* [What needs to be done]:
Reproduce the ShellCheck developer guide text below word for word.

* [Reading passage]:
===============
ShellCheck: DevGuide – ShellCheck Dev Guide

Want to write a new test? (as opposed to an Integration with an editor or CI system)

Some familiarity with Haskell helps. Most checks just use pattern matching and function calls. Grokking monads is generally not required, but do notation may come in handy.

ShellCheck wiki policy

The ShellCheck wiki can be edited by anyone with a GitHub account. Feel free to update it with special cases and additional information. If you are making a significant edit and would like someone to double check it, you can file an issue with the title [Wiki] Updated SC1234 to ... (and point to this paragraph since this suggestion is still new).

ShellCheck theory

Of these, AST analysis is the most relevant, and where most of the interesting checks happen.
===============
* [Information provided]:
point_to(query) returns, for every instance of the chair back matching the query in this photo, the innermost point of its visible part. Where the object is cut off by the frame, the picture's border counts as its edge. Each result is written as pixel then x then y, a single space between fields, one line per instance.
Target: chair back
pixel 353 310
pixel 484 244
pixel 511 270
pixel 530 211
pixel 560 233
===============
* [The completed task]:
ShellCheck: DevGuide – ShellCheck Dev Guide

Want to write a new test? (as opposed to an Integration with an editor or CI system)

Some familiarity with Haskell helps. Most checks just use pattern matching and function calls. Grokking monads is generally not required, but do notation may come in handy.

ShellCheck wiki policy

The ShellCheck wiki can be edited by anyone with a GitHub account. Feel free to update it with special cases and additional information. If you are making a significant edit and would like someone to double check it, you can file an issue with the title [Wiki] Updated SC1234 to ... (and point to this paragraph since this suggestion is still new).

ShellCheck theory

Of these, AST analysis is the most relevant, and where most of the interesting checks happen.